• Requests:
(A) Answer these questions from the TEI passage, one per line:
(i) About how many well-defined elements does the TEI provide?
(ii) Which bottom-level element contains literal DTD code?
(iii) What does the "nets" module provide elements for?
(B) Please write a continuation of the TEI passage that picks up after its final sentence.
──────── Passage shown ────────
It should be clear from this brief overview of TEI literate programming that the current model has three main characteristics:
A class system for classifying elements and attributes which is essentially independent of SGML or XML;
Markup for describing attributes and DTD files which is expressed in XML, but is quite closely tied to DTD notation (e.g. the datatype of %formulaNotations; in <formula>)
A bottom-level element, <elemDecl>, which contains literal DTD code
The original aim of the TEI editors in trying to make the scheme independent of the current SGML/XML instantiation is not, in our view, completely successful; nevertheless, it provides a plausible framework for the generation of versions of the TEI Guidelines expressed using other metalanguages. We will return to this later in the paper.
It is essential to understand that the TEI does not provide a single DTD which covers all documents within its remit. Instead, it provides about 450 well-defined elements which can be combined together to produce a custom DTD for a particular project. At the simplest level, this customization consists of choosing a base module[3] together with zero or more optional additional modules. The choice of base modules is:
| prose |
Mainly prose texts |
| verse |
Texts containing verse |
| drama |
Texts containing drama |
| spoken |
Transcriptions of spoken texts. |
| dictionaries |
Print dictionaries. |
| terminology |
Terminological data files. |
| general and mixed |
Texts which combine bases. |
while the additional modules are
| linking |
Elements for linking, segmentation, and alignment (http://www.tei-c.org/Guidelines/SA.html) |
| analysis |
Elements for simple analytic mechanisms (http://www.tei-c.org/Guidelines/AI.html) |
| fs |
Elements for feature structure analysis (http://www.tei-c.org/Guidelines/FS.html) |
| certainty |
Elements for indicating uncertainty and probability in the markup (http://www.tei-c.org/Guidelines/CE.html) |
| transcr |
Elements for encoding the physical appearance of manuscripts or other primary sources (http://www.tei-c.org/Guidelines/PH.html) |
| textcrit |
Elements for critical editions (http://www.tei-c.org/Guidelines/TC.html) |
| names.dates |
Elements for names and dates (http://www.tei-c.org/Guidelines/ND.html) |
| nets |
Elements for graphs, digraphs, trees, and other networks (http://www.tei-c.org/Guidelines/GD.html) |
| figures |
Elements for graphics, figures, illustrations, tables, and formulae (http://www.tei-c.org/Guidelines/FT.html) |
| corpus |
Elements for language corpora (http://www.tei-c.org/Guidelines/CC.html) |
As well as mixing and matching modules from this list, the TEI user can supply their own modifications or extensions.
──────── Stored rows ────────
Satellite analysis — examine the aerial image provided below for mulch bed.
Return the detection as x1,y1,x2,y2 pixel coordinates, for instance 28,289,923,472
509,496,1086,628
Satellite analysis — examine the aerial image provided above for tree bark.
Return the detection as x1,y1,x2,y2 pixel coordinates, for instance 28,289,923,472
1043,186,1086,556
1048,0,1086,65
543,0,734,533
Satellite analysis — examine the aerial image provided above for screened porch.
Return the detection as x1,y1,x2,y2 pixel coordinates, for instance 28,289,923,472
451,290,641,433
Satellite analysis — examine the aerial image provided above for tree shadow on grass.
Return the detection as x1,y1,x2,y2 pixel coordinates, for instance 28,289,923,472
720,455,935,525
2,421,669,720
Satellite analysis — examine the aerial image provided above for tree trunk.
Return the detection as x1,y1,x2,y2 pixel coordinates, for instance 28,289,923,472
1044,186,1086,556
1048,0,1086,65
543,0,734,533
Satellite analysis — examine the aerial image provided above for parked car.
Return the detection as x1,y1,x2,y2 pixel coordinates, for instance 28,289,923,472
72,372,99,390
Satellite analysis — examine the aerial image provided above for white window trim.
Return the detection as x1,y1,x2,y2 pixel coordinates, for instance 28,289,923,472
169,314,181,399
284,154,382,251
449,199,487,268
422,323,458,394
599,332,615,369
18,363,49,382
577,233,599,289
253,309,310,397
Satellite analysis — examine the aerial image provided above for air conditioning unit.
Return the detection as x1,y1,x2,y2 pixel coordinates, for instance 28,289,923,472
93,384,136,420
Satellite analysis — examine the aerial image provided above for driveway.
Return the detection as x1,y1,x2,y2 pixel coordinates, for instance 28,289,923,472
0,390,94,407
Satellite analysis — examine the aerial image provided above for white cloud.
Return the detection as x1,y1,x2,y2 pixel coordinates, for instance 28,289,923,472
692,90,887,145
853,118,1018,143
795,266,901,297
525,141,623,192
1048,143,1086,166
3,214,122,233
────────
• Outputs in order:
(A)
(i) About 450.
(ii) <elemDecl>.
(iii) Graphs, digraphs, trees, and other networks.

(B)
The result is a fairly complex scheme, in which a document which wanted to use more or less all of the TEI elements[4] could start like this:
<!DOCTYPE TEI.2 SYSTEM "dtd/tei2.dtd" [<!ENTITY % TEI.prose "INCLUDE"> <!ENTITY % TEI.verse "INCLUDE"> <!ENTITY % TEI.drama "INCLUDE"> <!ENTITY % TEI.spoken "INCLUDE"> <!ENTITY % TEI.dictionaries "INCLUDE"> <!ENTITY % TEI.certainty "INCLUDE"> <!ENTITY % TEI.corpus "INCLUDE"> <!ENTITY % TEI.mixed "INCLUDE"> <!ENTITY % TEI.figures "INCLUDE"> <!ENTITY % TEI.analysis "INCLUDE"> <!ENTITY % TEI.fs "INCLUDE"> <!ENTITY % TEI.certainty "INCLUDE"> <!ENTITY % TEI.transcr "INCLUDE"> <!ENTITY % TEI.textcrit "INCLUDE"> <!ENTITY % TEI.names.dates "INCLUDE"> <!ENTITY % TEI.nets "INCLUDE"> <!ENTITY % TEI.linking "INCLUDE"> <!ENTITY % TEI.XML "INCLUDE"> ]> <TEI.2>
While perfectly acceptable in theory, this imposes a certain burden on the author and on the processing software (the DTD files make very heavy use of parameter entities and conditional sections, in ways which not all supposedly compliant processors support). There are also circumstances in which a group of users might wish to remove the parameterization, to stop document instances overriding things. To deal with with this, the TEI produced two related pieces of software:
| Carthage |
The brain-child of Michael Sperberg-McQueen, this is a DTD pre-processor, which takes a parameterized DTD and `compiles' it. In the resulting DTD, all parameter entities are expanded in place, and all content models are tidied so that they contain only elements declared in the DTD. |
| The Pizza Chef |
This is a web form which asks the user questions about which features from the TEI they want to include, lets them supply some user modification files if desired, and then calls the carthage program to make a customized DTD. |
The Pizza Chef (so-called because of the supposed similarity to requesting a variety of toppings on a pizza) interface can be seen in figures Figure 1, Figure 2 and Figure 3. Note especially the last figure, which shows how individual elements within a module can be turned on or off. Elements turned off at this stage are entirely removed from the the final DTD by the carthage program.
The importance of the TEI Pizza Chef is that it provides another level of abstaction on top of the world of the DTD. While, of course, detailed knowledge of the DTD syntax is needed to write modification files, the casual user can create a view of the DTD by filling in a simple form.
We have seen how the TEI tries, in two ways, to insulate the Guidelines from their current instantiation as a set of XML/SGML DTD fragments. If this insulation is effective, it should be possible to use the same source to generate an different set of constraint rules, not expressed as XML or SGML, but (for example) as one of the XML schema languages. Such a capability has several obvious attractions:
We can experiment with using other XML vocabularies alongside the TEI, by using XML namespaces; obvious examples are MathML and SVG. Selective validation should be possible.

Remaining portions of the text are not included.